### PROBLEM DESCRIPTION:
Without adding or dropping anything, copy the entries below.

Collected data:
== Segment start ==

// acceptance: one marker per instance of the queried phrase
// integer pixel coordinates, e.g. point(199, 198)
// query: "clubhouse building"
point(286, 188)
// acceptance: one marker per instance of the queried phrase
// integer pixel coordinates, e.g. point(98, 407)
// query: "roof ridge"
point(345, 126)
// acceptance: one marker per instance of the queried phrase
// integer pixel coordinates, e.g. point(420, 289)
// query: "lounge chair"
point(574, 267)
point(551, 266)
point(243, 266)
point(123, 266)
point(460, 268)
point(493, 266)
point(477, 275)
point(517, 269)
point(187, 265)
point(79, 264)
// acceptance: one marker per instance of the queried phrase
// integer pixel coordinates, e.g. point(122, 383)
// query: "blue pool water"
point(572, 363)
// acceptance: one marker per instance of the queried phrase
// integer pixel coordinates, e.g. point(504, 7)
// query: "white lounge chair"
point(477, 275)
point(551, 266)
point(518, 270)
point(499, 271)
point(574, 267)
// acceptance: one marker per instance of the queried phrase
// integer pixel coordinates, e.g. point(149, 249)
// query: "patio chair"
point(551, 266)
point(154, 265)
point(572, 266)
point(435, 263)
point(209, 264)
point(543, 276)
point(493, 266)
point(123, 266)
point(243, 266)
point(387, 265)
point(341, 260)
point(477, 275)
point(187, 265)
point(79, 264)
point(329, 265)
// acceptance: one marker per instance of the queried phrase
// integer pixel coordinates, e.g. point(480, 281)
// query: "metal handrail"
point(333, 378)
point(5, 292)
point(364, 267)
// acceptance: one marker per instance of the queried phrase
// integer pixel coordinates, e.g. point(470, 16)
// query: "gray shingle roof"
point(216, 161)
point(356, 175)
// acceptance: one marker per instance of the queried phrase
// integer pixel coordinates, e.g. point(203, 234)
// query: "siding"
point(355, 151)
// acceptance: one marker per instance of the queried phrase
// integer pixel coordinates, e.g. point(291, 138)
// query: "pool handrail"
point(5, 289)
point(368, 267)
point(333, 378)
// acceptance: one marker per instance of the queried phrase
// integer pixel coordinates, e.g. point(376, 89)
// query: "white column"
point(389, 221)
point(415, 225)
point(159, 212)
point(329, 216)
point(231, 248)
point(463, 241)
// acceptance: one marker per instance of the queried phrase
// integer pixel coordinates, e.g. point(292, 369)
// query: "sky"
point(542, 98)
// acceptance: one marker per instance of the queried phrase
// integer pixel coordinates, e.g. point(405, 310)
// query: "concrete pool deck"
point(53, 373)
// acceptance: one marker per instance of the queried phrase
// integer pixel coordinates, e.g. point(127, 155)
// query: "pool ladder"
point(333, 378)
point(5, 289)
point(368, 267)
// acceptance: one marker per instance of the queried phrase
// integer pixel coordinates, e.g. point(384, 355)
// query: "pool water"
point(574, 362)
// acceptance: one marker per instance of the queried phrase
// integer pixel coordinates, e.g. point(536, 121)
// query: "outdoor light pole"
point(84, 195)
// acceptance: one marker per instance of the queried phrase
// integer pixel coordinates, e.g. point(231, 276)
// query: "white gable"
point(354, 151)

== Segment end ==

### ANSWER SECTION:
// acceptance: one marker per instance of the queried phrase
// integer pixel coordinates, e.g. point(199, 198)
// query: "clubhouse building"
point(286, 188)
// acceptance: one marker per instance of the queried phrase
// integer pixel coordinates, e.g. point(98, 407)
// query: "roof ridge"
point(345, 126)
// acceptance: one marker per instance of the queried phrase
// integer pixel coordinates, e.g. point(420, 289)
// query: "lounge chair"
point(574, 267)
point(551, 266)
point(243, 266)
point(123, 266)
point(460, 268)
point(493, 266)
point(477, 275)
point(517, 269)
point(187, 265)
point(79, 264)
// acceptance: one marker per instance of the queried phrase
// integer pixel coordinates, e.g. point(122, 383)
// query: "blue pool water"
point(572, 363)
// acceptance: one marker per instance of the queried phrase
// integer pixel coordinates, e.g. point(504, 7)
// query: "white lounge chair"
point(477, 275)
point(551, 266)
point(518, 270)
point(499, 271)
point(574, 267)
// acceptance: one marker per instance of the queried phrase
// integer pixel coordinates, e.g. point(149, 249)
// query: "patio chair"
point(551, 266)
point(154, 265)
point(572, 266)
point(435, 263)
point(209, 264)
point(543, 276)
point(493, 266)
point(123, 266)
point(243, 266)
point(387, 265)
point(341, 260)
point(477, 275)
point(187, 265)
point(79, 264)
point(329, 265)
// acceptance: one marker per instance of the queried phrase
// integer pixel coordinates, e.g. point(480, 281)
// query: "metal handrail"
point(333, 378)
point(5, 292)
point(364, 267)
// acceptance: one marker per instance of the queried phrase
// integer pixel coordinates, e.g. point(470, 16)
// query: "gray shingle roof"
point(216, 161)
point(356, 175)
// acceptance: one marker per instance of the queried phrase
// integer pixel coordinates, e.g. point(203, 234)
// query: "siding"
point(355, 151)
// acceptance: one marker per instance of the queried phrase
// integer pixel coordinates, e.g. point(291, 138)
// query: "pool handrail"
point(5, 289)
point(368, 267)
point(333, 378)
// acceptance: one marker per instance of the queried phrase
// integer pixel coordinates, e.g. point(376, 89)
// query: "white column"
point(389, 221)
point(415, 225)
point(159, 212)
point(329, 216)
point(231, 248)
point(463, 241)
// acceptance: one marker per instance of the queried phrase
// integer pixel coordinates, e.g. point(292, 369)
// query: "sky"
point(542, 98)
// acceptance: one marker per instance of the queried phrase
// integer pixel coordinates, e.g. point(405, 310)
// query: "concrete pool deck"
point(53, 373)
// acceptance: one marker per instance of the queried phrase
// integer pixel coordinates, e.g. point(127, 155)
// query: "pool ladder"
point(333, 378)
point(5, 289)
point(368, 267)
// acceptance: one marker per instance of the queried phrase
// integer pixel coordinates, e.g. point(384, 355)
// query: "pool water"
point(574, 362)
// acceptance: one marker per instance of the queried phrase
// integer pixel coordinates, e.g. point(536, 121)
// query: "outdoor light pole"
point(84, 195)
// acceptance: one marker per instance of the queried phrase
// integer pixel coordinates, e.g. point(231, 276)
// query: "white gable"
point(354, 151)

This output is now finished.